Text for analysis ▸
· · · · · · ·

CONTINENT By Jim Crace Harper & Row. 138 pp. $14.95

The misguided notion that there was once another continent began with the ancient Greeks and their sunken Atlantis and has provided pulp writers and crackpots with inspiration ever since. The English writer Jim Crace has now taken this chestnut and gone off in an unusual direction. In his "Continent," everything is identical with our reality, except for one element: There's an additional continent, and it's still afloat.

The book, which wavers between being a short story collection and a fragmentary novel, has a similar buoyancy. It begins with an epigram: "There and beyond is a seventh continent -- seven peoples, seven masters, seven seas. And its business is trade and superstition." The source of this admonition is Pycletius, who would seem to be a Greek historian -- except that the "Oxford History of the Classical World" and other authoritative reference books make no mention of him.

Crace has other sorts of fun up his sleeve. He makes sly references to Mu, the lost continent popularized by the retired British army colonel James Churchward in a series of nutty books. The effect of these jokes is a witty underlining of the premise. You're encouraged to take it seriously precisely because the author is confident enough not to.

"Continent" arrives with a garland of praise, and not from the usual book-chat folks, either. John Fowles calls it "remarkable," Edward Hoagland tosses around phrases like "a fabulous piece of virtuosity," and John Hawkes describes Crace as "gifted almost beyond belief." The book also won two English first-novel awards, in addition to The Guardian prize for fiction.

For the best pieces, these accolades are well deserved. In "Sins and Virtues," a retired Siddilic calligrapher finds his work eagerly sought by foreigners:

"They call my craft art these days and pay great sums for it. Last month a collector from Chicago offered Duni the ironmonger three thousand dollars for his ancient shop front with my flaking age-old letters ...

"Three thousand dollars! Duni had paid me for the work with cooking pots. 'Duni Empire,' I had written on his instruction, 'Pots, Tools, Seeds, Bicycles at Favorable Prices. Toilet Supplies.' I pray for the people of Chicago."

The calligrapher's hands have grown unsteady, but the government forces him back into business anyway: The regime could profit from a European exhibit of Siddilic art. How the old man outwits his enemies has the force and eloquence of a folktale.

An even better story is "In Heat." A woman tries to piece together the real story of an expedition undertaken long ago by her parents. The father, a professor, has unusual theories of sexuality: It is desire "which separates us from the animals, our capacity to enjoy our bodies as the whim takes us, ever receptive to pleasure," he decides. "Any place, any time. Now, for instance?"

· · · · · · ·

Explore the material ▸
1. Besides two English first-novel awards, which prize did "Continent" win, according to the review of Jim Crace's book?
2. Write the next part of the review of Jim Crace's "Continent," picking up after its final sentence.

· · · · · · ·

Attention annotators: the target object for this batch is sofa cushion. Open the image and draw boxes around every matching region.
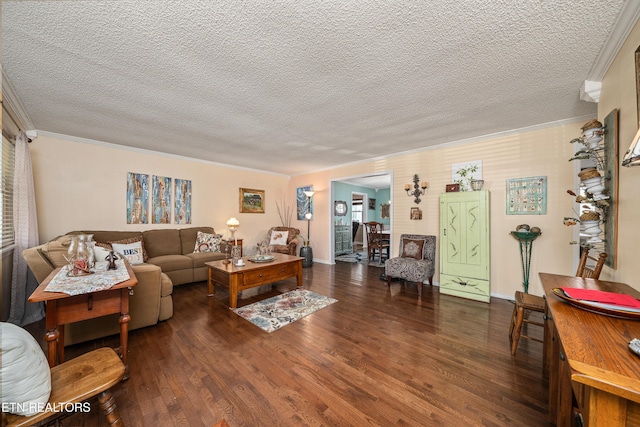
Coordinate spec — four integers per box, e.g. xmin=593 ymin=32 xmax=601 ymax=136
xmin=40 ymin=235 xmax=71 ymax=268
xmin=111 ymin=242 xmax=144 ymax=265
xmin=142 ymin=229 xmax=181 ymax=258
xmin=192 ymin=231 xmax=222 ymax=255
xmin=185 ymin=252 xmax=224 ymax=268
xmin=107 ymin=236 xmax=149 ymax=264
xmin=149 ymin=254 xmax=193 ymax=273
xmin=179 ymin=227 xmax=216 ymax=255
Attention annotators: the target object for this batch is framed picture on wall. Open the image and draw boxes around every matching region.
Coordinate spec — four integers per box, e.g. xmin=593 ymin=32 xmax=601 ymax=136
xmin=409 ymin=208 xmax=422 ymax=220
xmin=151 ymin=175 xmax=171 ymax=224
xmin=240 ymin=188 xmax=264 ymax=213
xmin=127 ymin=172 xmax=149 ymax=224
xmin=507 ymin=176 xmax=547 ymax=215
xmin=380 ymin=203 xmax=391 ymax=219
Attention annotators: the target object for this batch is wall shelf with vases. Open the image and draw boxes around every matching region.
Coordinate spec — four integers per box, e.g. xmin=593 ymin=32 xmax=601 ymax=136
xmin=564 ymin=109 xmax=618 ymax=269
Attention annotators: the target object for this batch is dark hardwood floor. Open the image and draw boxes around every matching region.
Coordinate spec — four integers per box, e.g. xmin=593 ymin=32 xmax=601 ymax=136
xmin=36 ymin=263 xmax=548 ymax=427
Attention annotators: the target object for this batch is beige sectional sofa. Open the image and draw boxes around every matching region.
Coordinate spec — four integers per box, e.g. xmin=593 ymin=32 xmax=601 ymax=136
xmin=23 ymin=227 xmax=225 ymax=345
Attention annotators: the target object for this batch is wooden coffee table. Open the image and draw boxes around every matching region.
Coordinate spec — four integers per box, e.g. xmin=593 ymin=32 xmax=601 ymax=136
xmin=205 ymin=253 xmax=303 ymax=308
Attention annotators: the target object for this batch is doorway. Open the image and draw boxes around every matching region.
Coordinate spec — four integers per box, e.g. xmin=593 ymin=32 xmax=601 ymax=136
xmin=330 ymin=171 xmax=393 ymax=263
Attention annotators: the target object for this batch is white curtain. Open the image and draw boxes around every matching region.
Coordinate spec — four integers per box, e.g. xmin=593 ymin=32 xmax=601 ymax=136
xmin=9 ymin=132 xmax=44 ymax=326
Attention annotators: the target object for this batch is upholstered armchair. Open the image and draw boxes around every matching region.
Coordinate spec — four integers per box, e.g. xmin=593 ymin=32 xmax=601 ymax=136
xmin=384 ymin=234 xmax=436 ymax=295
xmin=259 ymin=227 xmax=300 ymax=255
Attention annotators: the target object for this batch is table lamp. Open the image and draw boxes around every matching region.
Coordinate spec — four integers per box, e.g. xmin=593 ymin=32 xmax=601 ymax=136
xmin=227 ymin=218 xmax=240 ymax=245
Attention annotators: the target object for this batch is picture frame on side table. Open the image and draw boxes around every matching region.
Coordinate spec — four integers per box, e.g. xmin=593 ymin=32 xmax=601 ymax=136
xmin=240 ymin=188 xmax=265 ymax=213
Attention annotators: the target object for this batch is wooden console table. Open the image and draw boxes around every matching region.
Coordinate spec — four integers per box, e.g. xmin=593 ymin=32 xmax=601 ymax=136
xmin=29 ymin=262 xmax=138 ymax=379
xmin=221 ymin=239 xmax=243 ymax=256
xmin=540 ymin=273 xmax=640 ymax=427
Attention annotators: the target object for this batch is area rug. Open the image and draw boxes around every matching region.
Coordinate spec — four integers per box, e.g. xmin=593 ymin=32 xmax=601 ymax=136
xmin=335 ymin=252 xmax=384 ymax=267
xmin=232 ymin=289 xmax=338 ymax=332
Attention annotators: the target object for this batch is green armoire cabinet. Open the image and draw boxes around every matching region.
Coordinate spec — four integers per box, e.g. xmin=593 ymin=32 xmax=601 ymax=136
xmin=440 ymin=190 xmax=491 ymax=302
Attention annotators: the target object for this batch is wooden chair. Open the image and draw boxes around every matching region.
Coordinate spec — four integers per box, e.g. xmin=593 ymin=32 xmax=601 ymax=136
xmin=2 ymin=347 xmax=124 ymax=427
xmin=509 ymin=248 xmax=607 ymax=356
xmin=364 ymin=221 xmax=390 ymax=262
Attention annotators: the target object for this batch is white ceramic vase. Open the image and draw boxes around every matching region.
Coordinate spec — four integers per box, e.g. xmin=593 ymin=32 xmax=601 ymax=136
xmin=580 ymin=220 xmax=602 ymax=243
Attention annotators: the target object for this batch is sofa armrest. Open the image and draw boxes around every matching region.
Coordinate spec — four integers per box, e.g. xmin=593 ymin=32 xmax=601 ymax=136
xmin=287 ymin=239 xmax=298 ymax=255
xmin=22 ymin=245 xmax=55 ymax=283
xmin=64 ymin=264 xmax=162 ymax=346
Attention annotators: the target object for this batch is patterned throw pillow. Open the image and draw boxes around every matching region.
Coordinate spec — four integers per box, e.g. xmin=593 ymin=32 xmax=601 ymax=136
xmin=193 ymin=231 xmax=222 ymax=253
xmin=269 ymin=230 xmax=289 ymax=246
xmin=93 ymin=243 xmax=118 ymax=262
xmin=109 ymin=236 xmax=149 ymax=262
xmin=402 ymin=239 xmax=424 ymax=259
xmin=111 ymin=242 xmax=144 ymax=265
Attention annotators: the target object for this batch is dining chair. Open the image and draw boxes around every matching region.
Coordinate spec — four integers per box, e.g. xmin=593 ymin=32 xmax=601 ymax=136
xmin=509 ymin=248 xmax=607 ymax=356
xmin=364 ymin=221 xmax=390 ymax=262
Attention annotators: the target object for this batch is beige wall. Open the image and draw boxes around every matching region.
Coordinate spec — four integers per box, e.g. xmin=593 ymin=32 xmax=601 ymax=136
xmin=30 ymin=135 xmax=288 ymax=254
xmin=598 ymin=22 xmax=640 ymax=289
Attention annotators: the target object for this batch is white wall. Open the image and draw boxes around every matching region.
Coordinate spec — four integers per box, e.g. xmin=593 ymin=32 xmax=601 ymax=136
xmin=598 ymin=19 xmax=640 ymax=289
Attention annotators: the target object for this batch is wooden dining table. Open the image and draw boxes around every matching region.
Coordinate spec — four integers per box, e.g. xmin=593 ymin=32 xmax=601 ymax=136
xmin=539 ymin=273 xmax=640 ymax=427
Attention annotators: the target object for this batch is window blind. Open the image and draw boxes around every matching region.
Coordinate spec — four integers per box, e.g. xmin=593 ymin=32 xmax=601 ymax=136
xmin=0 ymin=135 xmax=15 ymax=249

· · · · · · ·

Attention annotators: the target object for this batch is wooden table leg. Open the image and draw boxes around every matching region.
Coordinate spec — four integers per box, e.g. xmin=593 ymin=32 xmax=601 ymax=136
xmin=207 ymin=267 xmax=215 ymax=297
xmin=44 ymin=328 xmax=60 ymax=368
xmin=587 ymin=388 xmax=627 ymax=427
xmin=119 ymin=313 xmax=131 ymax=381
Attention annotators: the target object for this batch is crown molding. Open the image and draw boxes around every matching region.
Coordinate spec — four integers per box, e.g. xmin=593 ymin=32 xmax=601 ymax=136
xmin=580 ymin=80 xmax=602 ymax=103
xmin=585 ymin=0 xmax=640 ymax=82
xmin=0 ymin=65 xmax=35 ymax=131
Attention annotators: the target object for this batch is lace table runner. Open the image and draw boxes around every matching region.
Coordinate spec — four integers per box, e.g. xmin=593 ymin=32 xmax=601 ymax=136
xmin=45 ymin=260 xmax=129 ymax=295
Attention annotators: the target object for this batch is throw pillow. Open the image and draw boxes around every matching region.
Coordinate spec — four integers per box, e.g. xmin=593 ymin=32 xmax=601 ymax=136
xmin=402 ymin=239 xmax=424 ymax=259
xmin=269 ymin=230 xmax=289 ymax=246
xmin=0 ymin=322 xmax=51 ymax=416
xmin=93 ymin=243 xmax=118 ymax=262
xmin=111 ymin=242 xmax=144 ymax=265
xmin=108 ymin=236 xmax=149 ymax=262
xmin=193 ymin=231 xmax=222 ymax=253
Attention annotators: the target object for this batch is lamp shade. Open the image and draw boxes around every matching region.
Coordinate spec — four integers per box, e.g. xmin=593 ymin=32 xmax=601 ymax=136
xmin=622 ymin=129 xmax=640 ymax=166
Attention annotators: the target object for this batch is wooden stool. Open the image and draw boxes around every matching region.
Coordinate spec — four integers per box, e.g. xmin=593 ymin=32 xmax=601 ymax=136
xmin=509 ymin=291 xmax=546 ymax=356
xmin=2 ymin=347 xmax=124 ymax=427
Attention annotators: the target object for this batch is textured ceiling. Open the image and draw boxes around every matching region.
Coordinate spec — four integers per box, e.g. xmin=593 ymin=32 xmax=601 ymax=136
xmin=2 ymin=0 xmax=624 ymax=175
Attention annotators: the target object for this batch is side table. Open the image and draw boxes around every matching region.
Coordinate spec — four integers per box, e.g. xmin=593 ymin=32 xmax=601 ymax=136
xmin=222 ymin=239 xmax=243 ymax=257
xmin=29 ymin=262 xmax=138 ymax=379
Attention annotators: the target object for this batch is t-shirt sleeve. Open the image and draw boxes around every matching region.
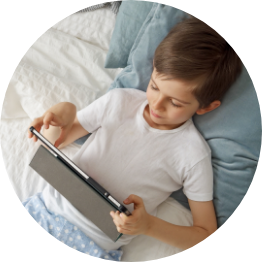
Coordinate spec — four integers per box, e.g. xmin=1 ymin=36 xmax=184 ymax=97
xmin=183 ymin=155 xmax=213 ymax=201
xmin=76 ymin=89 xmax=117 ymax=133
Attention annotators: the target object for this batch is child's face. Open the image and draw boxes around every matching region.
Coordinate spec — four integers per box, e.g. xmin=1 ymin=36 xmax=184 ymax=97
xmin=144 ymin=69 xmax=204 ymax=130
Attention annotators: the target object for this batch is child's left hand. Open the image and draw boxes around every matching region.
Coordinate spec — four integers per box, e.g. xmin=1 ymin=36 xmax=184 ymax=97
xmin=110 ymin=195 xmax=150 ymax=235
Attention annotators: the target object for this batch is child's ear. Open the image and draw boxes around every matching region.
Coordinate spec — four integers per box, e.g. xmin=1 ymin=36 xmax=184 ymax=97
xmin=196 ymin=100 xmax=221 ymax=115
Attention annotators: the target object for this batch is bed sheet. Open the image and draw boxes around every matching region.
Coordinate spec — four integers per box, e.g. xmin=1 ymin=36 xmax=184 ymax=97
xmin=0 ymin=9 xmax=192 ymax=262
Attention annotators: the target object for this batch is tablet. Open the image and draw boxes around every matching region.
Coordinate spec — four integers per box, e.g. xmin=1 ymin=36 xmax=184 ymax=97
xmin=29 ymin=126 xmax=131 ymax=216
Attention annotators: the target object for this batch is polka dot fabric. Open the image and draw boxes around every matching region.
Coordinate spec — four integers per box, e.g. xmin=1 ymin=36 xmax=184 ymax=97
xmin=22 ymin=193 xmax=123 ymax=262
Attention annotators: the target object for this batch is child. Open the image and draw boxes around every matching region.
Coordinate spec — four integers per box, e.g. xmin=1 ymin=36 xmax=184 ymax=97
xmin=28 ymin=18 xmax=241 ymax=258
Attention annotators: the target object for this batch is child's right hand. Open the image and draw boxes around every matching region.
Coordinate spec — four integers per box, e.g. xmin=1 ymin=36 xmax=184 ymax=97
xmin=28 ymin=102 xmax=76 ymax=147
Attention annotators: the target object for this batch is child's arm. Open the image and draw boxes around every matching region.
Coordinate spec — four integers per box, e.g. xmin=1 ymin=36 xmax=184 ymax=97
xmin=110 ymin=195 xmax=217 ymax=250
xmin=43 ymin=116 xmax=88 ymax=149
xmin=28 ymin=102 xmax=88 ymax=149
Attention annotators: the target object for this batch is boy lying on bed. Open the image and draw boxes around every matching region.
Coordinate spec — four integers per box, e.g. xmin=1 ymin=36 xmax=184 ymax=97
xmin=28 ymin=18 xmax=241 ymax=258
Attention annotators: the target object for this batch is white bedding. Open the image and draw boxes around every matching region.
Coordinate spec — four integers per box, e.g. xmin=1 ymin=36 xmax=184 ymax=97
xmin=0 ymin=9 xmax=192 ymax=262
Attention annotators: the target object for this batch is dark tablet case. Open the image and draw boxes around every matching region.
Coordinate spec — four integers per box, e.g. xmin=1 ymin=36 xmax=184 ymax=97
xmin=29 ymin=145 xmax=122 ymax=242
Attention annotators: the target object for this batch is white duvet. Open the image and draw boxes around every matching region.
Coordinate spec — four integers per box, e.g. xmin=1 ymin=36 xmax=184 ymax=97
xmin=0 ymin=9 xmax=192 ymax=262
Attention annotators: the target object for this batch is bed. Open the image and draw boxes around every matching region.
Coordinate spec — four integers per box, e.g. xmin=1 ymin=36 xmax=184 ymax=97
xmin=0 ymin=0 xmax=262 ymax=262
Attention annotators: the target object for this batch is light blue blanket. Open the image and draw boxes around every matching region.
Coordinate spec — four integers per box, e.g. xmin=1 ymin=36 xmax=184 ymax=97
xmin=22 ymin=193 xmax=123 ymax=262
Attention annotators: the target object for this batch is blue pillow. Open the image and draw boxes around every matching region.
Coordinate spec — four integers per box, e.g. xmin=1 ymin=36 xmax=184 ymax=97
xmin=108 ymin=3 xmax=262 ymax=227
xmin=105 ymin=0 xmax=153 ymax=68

· · · · · · ·

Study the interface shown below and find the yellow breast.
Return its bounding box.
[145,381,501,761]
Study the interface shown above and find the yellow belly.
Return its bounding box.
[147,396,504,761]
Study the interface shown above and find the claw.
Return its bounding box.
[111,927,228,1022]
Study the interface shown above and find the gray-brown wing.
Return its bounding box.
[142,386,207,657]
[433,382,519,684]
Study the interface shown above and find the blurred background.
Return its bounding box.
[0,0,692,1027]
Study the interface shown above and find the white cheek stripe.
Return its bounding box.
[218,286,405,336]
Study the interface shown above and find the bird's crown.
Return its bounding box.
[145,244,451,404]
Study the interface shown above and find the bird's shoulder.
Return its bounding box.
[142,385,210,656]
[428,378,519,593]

· · · · · · ·

Response list ▸
1. The Guardian prize for fiction.

2.
This last query is directed at the narrator's mother, a long-suffering woman. Between acts, the couple discovers a forest village where "to hear {the language} spoken in jostling conversation was to hear a flock of doves take wing." A much greater oddity is that all the women of child-bearing age are pregnant -- and by the same number of months. The father concludes this is "humankind in its sexual infancy," and here is a wonderful opportunity for him to become a scientific legend. But to prove his theories, he needs a corpse.

"In Heat" borrows elements from the adventure tale, the medical thriller and the gothic to produce a wonderful, unclassifiable story. Tightly written and trenchantly amusing, it never quite meets up with our world at all.

When the author sticks too closely to the theme of interplay between this mysterious, unnamed continent and our known reality, the results are less successful. "Cross-Country" details a race between a jogger from Canada and a native horseman, and never attains the mythic quality it clearly strives for. A similar fate befalls "The Prospect From the Silver Hill," a vignette about a rural community and a mining agent.

The book as a whole is handicapped by a continuing flaw: In each story, Crace must create his territory afresh. The jungle of "In Heat" bears no kinship to the desert in "Sins and Virtues," and neither connects to the low hills of "Cross-Country." Unlike Austin Tappan Wright's classic novel "Islandia" -- still the most extensive and best treatment of the seventh continent theme -- Crace's landmass is only a stage set.

Possibly, that's the point: These landscapes are intended to be reflections or doppelga ngers of our own world. Thus, "Sins and Virtues" is an ironic commentary on the desire of some Third World countries to disguise their social repression with public relations gimmicks. The book's off-putting jacket supports such a view, and talks about "the underlands of the human psyche" and "the collective unconscious of the human race."

That's a lot of conceit for a 138-page book to support, however, and such theories are best left for thesis writers. For readers less concerned with the whereabouts of the collective unconscious, "Continent" is a quirky update on an old idea, and a striking relief from another first novel about yuppie angst. The reviewer is a writer for the Style section of The Washington Post.